-- start of Listing --

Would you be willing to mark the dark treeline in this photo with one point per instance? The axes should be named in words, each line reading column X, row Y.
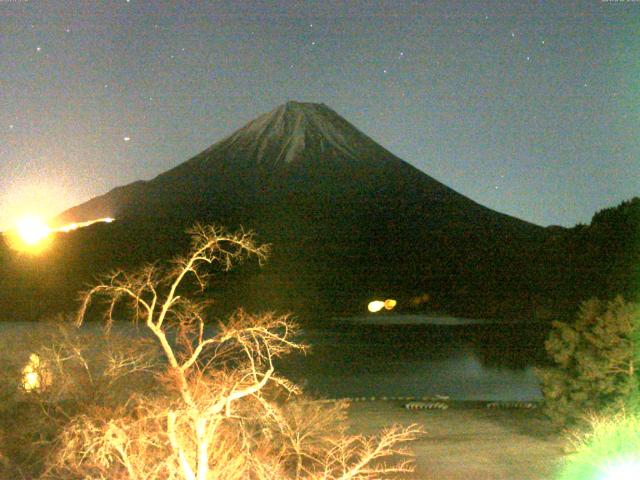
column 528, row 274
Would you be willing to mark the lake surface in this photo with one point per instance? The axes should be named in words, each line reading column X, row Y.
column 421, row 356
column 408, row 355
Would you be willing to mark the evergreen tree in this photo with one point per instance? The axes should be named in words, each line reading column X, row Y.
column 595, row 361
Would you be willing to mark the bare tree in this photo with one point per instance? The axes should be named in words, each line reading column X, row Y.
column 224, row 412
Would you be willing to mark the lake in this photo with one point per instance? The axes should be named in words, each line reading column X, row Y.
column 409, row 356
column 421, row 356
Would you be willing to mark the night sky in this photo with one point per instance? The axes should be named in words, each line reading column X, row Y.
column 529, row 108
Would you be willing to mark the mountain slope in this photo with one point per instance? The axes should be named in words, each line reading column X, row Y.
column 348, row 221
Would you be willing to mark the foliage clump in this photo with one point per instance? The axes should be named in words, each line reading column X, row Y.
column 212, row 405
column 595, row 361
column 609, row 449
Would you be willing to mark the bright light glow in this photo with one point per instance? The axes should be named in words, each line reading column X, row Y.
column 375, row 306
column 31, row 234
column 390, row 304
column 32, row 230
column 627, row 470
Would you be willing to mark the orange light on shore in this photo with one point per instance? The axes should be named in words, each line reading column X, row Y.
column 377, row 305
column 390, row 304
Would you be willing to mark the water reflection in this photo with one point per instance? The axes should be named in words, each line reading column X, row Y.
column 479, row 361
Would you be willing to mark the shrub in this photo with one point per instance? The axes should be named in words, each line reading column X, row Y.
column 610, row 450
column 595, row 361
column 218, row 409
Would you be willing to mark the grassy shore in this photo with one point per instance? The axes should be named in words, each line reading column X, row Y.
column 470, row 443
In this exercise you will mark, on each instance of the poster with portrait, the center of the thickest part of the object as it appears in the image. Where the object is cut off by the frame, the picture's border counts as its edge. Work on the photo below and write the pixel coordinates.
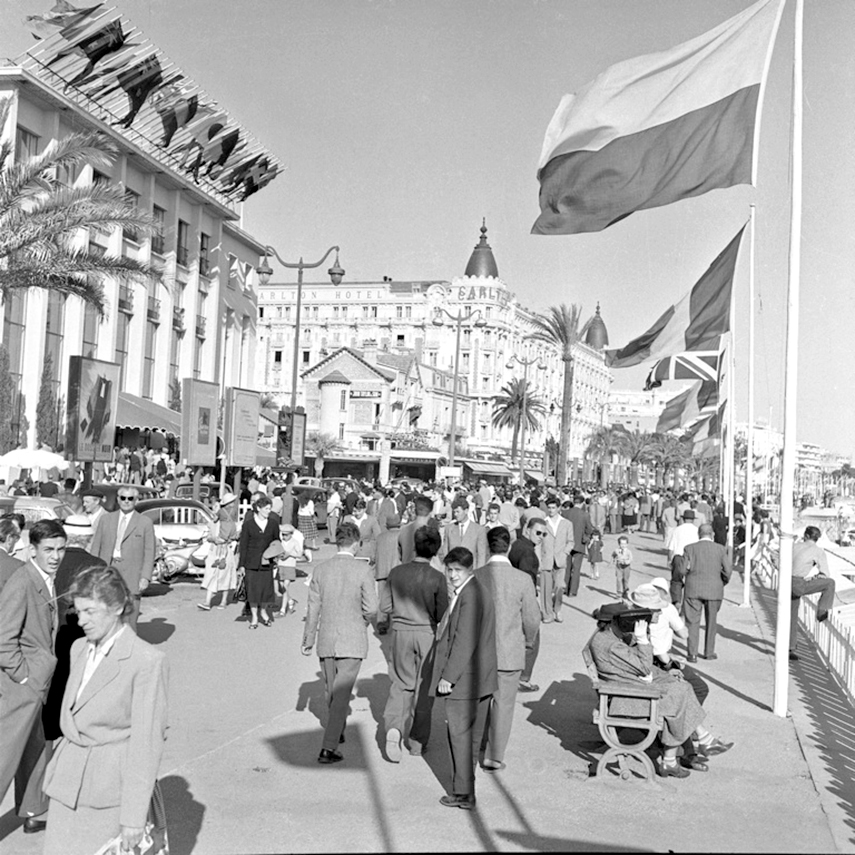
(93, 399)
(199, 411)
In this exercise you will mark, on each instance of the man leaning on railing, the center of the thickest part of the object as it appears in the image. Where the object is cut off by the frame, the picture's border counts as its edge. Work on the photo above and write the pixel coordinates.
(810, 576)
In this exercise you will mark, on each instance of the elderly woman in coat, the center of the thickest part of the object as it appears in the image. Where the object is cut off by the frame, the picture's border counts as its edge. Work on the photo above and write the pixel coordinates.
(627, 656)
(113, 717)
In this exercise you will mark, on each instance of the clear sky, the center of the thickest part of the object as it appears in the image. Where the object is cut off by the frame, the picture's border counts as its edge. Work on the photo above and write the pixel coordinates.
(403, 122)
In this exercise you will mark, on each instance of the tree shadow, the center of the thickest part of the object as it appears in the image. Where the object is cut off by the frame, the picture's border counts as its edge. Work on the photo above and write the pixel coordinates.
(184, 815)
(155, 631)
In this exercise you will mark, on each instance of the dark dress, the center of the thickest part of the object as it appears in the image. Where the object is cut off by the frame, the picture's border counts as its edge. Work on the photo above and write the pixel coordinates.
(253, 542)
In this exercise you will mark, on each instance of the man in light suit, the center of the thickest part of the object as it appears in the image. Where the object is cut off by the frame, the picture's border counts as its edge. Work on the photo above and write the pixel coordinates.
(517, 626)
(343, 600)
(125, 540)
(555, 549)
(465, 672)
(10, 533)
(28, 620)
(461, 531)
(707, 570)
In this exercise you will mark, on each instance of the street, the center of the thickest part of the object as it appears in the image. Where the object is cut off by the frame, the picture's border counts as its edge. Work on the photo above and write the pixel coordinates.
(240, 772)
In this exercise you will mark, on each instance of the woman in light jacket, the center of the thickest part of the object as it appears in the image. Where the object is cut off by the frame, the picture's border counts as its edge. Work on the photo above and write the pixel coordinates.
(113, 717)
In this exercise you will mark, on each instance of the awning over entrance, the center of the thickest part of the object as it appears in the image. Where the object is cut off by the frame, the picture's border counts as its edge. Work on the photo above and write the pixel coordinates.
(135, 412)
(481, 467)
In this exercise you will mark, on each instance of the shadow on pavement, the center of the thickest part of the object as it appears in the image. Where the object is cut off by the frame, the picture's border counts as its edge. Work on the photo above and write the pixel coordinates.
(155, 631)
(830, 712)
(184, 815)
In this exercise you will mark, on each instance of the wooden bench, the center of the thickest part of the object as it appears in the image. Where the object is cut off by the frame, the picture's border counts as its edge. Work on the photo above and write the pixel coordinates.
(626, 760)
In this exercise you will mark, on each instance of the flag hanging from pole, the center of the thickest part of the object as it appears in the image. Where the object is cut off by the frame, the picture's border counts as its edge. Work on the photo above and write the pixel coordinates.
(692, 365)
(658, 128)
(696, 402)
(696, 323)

-- end of Listing --

What is needed — Recast every row above as a numbered list, omitting blank lines and leaving out the pictures.

Full output —
1. Would you be willing to mark the dark treeline in this photo with one point per instance? The axes should be named in words, each line reading column X, row Y.
2. column 528, row 274
3. Would you be willing to mark the lake surface in this photo with one point per instance? The axes should be named in words, each line reading column X, row Y.
4. column 421, row 356
5. column 408, row 355
6. Would you be willing to mark the evergreen tree in this photo with one point per instance? The axes should be named in words, each line reading column X, row Y.
7. column 595, row 361
8. Would you be willing to mark the bare tree in this photo with one point per instance? The axes should be named in words, each line reading column X, row Y.
9. column 224, row 412
10. Would you be willing to mark the lake in this photo with one point per instance? The axes should be named in words, each line reading column X, row Y.
11. column 409, row 356
12. column 421, row 356
13. Would you be willing to mark the night sky in this photo with one point per instance? The axes should be named in words, each line reading column X, row Y.
14. column 529, row 108
15. Would you be willing to mark the mountain slope in this photo with one point per instance? The axes should be named in words, each line reading column X, row Y.
16. column 348, row 221
17. Would you be willing to mark the foliage clump in this photo with one point per instance? The axes should be named in words, each line reading column X, row Y.
18. column 212, row 405
19. column 595, row 361
20. column 609, row 449
21. Would you be willing to mark the bright light glow in this photo with one point per instance? The axes should be named in words, each line reading column X, row Y.
22. column 375, row 306
23. column 31, row 234
24. column 390, row 304
25. column 32, row 230
26. column 627, row 470
27. Would you be willing to mark the orange light on shore in this photo with one point per instance? The axes should be named in words, each line reading column X, row Y.
28. column 377, row 305
29. column 390, row 304
30. Would you be willing to mark the water reflection in this photo with one point per instance? The axes should be named in words, each line reading column X, row Y.
31. column 479, row 361
32. Would you be willing to mark the shrub in this photo with one point per instance? The axes should be named in words, each line reading column X, row Y.
33. column 610, row 450
34. column 595, row 361
35. column 218, row 409
36. Would you be willing to mark the grassy shore in this photo with one point per instance? The axes should be named in words, each line reading column X, row Y.
37. column 470, row 443
38. In this exercise you will mark, on each instance of the poster with portrait, the center of the thickest part of the object as it appears in the image. Where the object is cut off by the frame, the picture's border counts as its edge. Work on the photo below and write the pixel coordinates.
39. (93, 399)
40. (199, 411)
41. In this exercise you will mark, on each instance of the man leaning on railing, the center of the thickest part of the object as it appears in the image. Where the object is cut off by the frame, the picture's border counts as its edge. Work on the photo above and write the pixel coordinates.
42. (810, 576)
43. In this exercise you will mark, on each instance of the elderly woman in coat, the center of the thickest part of the object as it appears in the image. Where the object is cut off by the frame, the picture's border counts as its edge. Work on the photo above and write the pixel coordinates.
44. (627, 656)
45. (113, 717)
46. In this exercise you will mark, on each instance of the clear sky, the center of the thickest part of the object as it appears in the image. Where the object is cut off by the frame, the picture's border counts as its edge. Work on the photo above and write the pixel coordinates.
47. (403, 122)
48. In this exercise you will mark, on each instance of the tree shadow, the center of the thickest part of the object as it appears in the image. Where the object is cut off by the frame, the picture's border counts as its edge. Work on the photo above and write the pixel coordinates.
49. (184, 815)
50. (155, 631)
51. In this exercise you will mark, on each instance of the dark dress, the center of the thickest part of the object as it appears in the image. Where the object is cut off by the frame, the picture's border counts as its edge. Work on the photo above and write the pixel coordinates.
52. (253, 542)
53. In this exercise you will mark, on each instance of the man in light suit, the center of the thickest part of the object as it appears in the image. Where the object is cut off by the frame, the picture's border counts as its edge. Work on the photo above and write the pixel coordinates.
54. (517, 626)
55. (343, 600)
56. (125, 540)
57. (555, 549)
58. (465, 672)
59. (10, 533)
60. (28, 620)
61. (461, 531)
62. (707, 570)
63. In this exercise you will mark, on each instance of the street, the center of the thickest part of the object as it appears in the image. Where the object is cut off by the frame, the picture's border counts as its edge. Work on the photo above and write the pixel coordinates.
64. (240, 772)
65. In this exercise you will mark, on each instance of the woman in light jacket, the center of the thickest part of the object as it appears in the image. Where the object is cut off by the frame, the picture's border counts as its edge. Work on the photo above and write the pixel coordinates.
66. (113, 717)
67. In this exercise you will mark, on each instance of the awning over entrance, the center of the thickest part of the object as it appears in the image. Where the object is cut off by the frame, the picture's border counts as its edge. Work on the photo above and write the pixel coordinates.
68. (135, 412)
69. (481, 467)
70. In this exercise you will mark, on each instance of the shadow on pavement, the center of the thickest part of the object as it appears in the image. Where the object is cut off by the frame, the picture's border counts as its edge. Work on the photo above and write the pixel coordinates.
71. (155, 631)
72. (830, 712)
73. (184, 815)
74. In this exercise you will mark, on each instance of the wooden bench, the center of the thickest part of the object as it appears in the image. Where the object is cut off by the frame, the picture's border counts as its edge. Work on the photo above and write the pixel coordinates.
75. (626, 760)
76. In this exercise you will mark, on each instance of the flag hanging from pole, the center of the thickest part of the object as it appears in the image. Where the object is cut off by the frame, the picture's border counts as its edge. Work on the photo above and write the pixel coordinates.
77. (692, 365)
78. (658, 128)
79. (696, 402)
80. (696, 323)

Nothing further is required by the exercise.